International competitive pressure is forcing everyone to think in entrepreneurial terms. For years now large parts of the consumer goods industry have been relocating their supply services to Asia and are now increasingly also moving their innovation services to that area. International procurement has become an economic necessity and is now being taken for granted. Yet more and more companies are currently moving to a system whereby they not only make their products and packaging in China, but they also sell them there.
• What are the reasons?
There’s simply a lot of demand: China’s growing national economy has been and still is delivering an enormous rise in the standard of living. Together with the growing impact of western consumer habits, this has created both opportunities and risks, especially for western branded companies. It’s because Chinese manufacturers have clearly expanded their product portfolios by now, so that they can distinguish themselves from western competitors.
A Chinese customer now has far more choice than in the past, while quality standards are almost as good. There has been a realisation in China that increasing demands – i.e. quality, flexibility and price pressure – have led to a need for radical changes to working infrastructures and to one’s own professional attitudes in matters of customer relations. Moreover, affluent consumers from Guangzhou to Beijing have formed their own specific target group in the premium segment – a group that is steadily growing, in need of attention and therefore causing dynamic developments in trade and marketing.
As more and more companies now have websites in English, the internet is providing prospective western firms with a far better preliminary overview via the internet than, say, five years ago. I would say ‘preliminary’ overview, because internet research at your own desk and in your own country can only give you a very superficial and fragmentary impression.

### Provided data
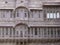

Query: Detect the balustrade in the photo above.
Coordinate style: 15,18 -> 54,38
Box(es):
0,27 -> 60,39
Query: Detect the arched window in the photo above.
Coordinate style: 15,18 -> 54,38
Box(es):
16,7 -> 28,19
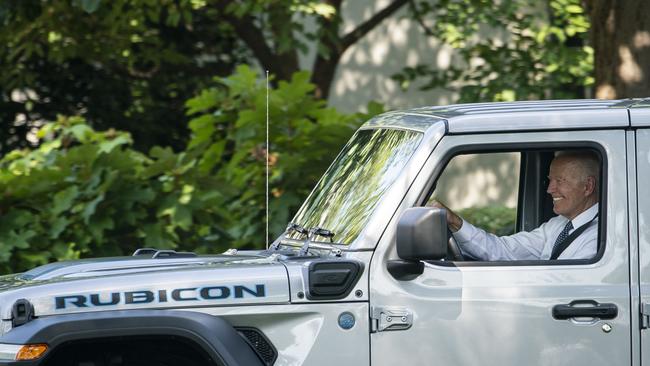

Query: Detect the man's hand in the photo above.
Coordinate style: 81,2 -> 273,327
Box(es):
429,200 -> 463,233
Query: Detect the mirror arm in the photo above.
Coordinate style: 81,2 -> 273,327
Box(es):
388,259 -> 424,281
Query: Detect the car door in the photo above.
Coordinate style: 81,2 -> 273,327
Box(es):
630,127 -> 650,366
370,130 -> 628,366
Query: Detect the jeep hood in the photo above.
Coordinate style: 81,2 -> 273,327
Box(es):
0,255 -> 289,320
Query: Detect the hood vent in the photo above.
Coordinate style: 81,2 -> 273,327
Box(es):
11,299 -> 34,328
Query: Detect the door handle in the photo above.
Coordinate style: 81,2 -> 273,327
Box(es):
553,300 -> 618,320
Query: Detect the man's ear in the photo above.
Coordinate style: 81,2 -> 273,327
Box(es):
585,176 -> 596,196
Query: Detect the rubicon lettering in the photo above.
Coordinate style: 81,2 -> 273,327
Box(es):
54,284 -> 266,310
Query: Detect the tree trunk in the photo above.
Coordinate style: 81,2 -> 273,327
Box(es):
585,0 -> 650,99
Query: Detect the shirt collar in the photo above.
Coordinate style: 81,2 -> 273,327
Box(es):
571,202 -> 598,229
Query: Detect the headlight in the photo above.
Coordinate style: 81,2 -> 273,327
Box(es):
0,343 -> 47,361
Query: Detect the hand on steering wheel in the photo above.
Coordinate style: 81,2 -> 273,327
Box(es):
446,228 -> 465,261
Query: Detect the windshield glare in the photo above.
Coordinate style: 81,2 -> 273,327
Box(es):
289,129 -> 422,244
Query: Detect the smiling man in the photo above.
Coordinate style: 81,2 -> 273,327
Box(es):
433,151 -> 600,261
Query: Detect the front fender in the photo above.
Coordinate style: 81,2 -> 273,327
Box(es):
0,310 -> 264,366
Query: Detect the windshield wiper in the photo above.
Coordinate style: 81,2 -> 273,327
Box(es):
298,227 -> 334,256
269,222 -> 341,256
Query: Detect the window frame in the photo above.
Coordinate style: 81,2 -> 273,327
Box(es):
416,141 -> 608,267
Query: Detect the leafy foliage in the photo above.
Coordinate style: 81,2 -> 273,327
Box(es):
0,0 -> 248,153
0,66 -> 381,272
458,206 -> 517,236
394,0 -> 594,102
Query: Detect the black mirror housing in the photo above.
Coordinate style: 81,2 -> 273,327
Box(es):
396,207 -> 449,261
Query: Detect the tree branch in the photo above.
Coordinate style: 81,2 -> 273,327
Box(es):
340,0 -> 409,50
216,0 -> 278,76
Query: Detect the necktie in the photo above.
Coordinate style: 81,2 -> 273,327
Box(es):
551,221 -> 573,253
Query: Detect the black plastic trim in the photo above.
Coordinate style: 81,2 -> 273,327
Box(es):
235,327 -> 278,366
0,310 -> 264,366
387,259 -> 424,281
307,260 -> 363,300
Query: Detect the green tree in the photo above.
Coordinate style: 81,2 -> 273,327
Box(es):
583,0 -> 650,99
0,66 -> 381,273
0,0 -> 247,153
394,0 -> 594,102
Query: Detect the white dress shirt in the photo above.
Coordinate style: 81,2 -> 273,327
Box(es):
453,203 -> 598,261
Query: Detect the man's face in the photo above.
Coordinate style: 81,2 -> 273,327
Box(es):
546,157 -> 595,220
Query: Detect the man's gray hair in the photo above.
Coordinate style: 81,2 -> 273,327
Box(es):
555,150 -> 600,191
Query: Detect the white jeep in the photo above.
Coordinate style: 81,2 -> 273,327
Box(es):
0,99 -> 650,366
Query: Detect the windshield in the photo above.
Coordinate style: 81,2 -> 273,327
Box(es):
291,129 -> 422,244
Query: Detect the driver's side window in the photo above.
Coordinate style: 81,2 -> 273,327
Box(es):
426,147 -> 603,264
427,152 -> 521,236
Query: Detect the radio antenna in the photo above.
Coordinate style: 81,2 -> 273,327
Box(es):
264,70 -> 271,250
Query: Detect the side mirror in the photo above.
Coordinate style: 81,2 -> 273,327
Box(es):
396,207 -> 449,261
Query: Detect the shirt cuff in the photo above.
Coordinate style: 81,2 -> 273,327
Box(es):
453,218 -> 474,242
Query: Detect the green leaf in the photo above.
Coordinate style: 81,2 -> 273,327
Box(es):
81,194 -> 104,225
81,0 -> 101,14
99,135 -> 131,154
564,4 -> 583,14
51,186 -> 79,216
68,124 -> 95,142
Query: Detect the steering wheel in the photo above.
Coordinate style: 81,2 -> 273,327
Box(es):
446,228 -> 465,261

==

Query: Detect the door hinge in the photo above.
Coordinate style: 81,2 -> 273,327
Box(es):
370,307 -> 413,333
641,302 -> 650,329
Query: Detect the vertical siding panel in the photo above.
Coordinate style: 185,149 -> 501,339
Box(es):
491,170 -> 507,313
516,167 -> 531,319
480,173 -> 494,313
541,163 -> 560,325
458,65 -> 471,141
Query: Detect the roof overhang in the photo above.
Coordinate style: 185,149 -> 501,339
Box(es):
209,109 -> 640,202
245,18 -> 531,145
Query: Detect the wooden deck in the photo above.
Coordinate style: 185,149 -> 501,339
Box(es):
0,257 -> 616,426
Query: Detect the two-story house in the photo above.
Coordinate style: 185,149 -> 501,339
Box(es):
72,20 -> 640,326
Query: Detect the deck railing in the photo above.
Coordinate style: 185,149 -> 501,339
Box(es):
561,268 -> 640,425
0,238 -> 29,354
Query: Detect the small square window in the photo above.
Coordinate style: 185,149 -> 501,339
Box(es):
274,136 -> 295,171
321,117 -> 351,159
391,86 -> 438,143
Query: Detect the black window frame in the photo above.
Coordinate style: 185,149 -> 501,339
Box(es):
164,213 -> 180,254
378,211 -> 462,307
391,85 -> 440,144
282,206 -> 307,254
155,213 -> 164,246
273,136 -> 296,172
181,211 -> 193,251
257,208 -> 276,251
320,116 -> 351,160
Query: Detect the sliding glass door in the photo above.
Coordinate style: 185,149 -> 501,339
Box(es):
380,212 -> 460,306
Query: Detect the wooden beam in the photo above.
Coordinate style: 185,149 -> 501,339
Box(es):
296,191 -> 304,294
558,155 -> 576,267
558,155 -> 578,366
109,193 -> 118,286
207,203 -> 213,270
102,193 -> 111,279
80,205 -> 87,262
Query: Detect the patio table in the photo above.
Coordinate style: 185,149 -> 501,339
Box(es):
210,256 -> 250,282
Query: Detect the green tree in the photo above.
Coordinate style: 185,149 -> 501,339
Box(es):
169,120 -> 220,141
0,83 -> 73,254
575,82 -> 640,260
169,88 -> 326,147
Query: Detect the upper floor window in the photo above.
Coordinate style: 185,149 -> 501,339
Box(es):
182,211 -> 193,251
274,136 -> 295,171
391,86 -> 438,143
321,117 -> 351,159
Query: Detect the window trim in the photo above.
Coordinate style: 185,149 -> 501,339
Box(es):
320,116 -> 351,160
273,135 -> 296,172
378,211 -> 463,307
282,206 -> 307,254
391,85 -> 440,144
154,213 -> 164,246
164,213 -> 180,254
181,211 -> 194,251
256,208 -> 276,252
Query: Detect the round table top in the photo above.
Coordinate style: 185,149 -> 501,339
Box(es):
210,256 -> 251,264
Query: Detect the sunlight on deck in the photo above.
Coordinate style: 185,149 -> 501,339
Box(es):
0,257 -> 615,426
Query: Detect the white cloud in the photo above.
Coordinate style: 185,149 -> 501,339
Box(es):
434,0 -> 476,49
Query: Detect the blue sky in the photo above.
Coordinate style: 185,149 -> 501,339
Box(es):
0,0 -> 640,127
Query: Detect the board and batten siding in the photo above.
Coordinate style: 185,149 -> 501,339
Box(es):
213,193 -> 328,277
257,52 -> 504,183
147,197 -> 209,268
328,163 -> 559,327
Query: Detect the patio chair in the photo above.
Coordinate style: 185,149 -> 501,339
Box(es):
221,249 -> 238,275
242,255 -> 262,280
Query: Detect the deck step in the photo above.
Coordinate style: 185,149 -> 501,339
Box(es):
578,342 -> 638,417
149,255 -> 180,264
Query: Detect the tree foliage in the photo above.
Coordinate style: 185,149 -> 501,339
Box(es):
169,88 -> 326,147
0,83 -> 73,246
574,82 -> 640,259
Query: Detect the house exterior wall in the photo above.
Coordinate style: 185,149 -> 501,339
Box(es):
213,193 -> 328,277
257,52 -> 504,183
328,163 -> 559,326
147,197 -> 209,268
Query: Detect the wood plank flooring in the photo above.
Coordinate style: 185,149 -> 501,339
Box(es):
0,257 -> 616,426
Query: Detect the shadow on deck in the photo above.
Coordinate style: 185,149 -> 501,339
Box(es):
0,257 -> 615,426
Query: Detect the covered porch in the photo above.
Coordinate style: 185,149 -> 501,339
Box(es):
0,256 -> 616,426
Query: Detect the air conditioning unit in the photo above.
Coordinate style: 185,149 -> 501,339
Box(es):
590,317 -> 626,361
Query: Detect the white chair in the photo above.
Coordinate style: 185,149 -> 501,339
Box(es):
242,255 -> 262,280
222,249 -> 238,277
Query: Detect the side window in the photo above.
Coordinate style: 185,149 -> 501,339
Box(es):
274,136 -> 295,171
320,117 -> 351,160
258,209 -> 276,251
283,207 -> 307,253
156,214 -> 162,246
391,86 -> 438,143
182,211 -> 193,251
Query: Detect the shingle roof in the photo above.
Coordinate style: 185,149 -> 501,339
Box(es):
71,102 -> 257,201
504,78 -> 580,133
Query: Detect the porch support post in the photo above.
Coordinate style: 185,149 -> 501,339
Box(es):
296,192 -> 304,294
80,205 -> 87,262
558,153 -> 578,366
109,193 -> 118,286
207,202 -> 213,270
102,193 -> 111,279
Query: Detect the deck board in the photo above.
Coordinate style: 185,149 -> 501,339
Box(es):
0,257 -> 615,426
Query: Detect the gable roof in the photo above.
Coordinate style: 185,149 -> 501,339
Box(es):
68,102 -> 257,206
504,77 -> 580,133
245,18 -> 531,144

---

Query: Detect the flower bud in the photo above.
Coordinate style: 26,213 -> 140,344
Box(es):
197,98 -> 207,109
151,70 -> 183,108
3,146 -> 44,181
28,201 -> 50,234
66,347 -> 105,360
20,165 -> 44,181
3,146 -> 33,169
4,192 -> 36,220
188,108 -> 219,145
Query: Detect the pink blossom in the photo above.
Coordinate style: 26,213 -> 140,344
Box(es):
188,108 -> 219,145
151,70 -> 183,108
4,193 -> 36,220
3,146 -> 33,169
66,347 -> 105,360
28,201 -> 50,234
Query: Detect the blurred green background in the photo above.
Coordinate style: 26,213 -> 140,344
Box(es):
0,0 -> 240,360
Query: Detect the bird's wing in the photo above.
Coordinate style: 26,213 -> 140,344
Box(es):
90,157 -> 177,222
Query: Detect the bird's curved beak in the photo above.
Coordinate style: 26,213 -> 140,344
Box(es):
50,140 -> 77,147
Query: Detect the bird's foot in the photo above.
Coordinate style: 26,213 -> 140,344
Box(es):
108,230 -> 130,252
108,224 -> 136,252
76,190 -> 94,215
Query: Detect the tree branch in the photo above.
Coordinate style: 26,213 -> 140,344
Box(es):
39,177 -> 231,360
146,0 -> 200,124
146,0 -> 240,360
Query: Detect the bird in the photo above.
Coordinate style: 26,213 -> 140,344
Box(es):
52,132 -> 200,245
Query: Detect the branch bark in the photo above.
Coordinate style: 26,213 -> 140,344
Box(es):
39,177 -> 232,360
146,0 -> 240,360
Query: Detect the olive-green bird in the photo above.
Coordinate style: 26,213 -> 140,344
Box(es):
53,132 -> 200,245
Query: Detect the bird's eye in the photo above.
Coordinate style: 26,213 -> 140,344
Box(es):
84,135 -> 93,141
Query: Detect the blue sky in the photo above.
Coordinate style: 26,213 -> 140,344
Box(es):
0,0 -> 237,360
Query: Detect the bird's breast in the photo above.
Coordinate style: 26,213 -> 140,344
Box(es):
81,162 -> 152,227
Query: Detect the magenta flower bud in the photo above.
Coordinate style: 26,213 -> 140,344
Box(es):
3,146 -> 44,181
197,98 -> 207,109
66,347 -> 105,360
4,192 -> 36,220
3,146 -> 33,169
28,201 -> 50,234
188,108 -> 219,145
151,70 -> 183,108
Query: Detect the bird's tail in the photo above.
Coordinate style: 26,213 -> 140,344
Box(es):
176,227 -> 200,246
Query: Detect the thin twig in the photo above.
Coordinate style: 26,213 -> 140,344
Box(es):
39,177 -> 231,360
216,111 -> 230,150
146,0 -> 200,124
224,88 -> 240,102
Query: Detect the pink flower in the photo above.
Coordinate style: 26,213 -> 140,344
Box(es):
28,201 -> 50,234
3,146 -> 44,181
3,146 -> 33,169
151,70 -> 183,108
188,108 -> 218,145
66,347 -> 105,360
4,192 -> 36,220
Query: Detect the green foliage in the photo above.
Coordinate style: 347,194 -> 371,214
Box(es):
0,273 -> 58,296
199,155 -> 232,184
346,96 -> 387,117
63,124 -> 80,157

### Written exercise A
In the excerpt on consumer goods companies in China, what has China's growing national economy delivered?
### Written exercise B
Carry on the excerpt on consumer goods companies in China, picking up right after its last sentence.

### Task answer A
An enormous rise in the standard of living.

### Task answer B
What is far more important for successful purchases is personal contacts and recommendations. We have therefore developed a multi-level model that has been very successful. In general, we can say: Every euro that is invested in careful preparation and meticulous research – in the relevant language and in the actual country – is a euro that need not be wasted on the subsequent removal of faults caused by simple gaps in communication. And even the most careful research cannot replace personal face-to-face contact with the individuals that are involved.
• Are you talking about the culture clash between China and the West which is mentioned so often?
A lot of clichés about the “Chinese character” are rather exaggerated. Quite often, in fact, it is certain German qualities that can cause irritation and resentment among Chinese business partners, for instance, missionary zeal, a know-all attitude, over-the-top quality claims and an obsession with cleanliness. On the other hand, you can achieve a lot more with patience and respect, both on the personal level and in business – especially when you consider that many areas – such as Chinese red tape – are simply impossible for Germans to understand. So it’s of great benefit to have some native ‘allies’ on your side. Also, a climate of mutual appreciation is of great benefit in the resolution of contractual subtleties, for instance when you need to agree on certain quality parameters and their controls.
• How would you rate the future development of earnings prospects?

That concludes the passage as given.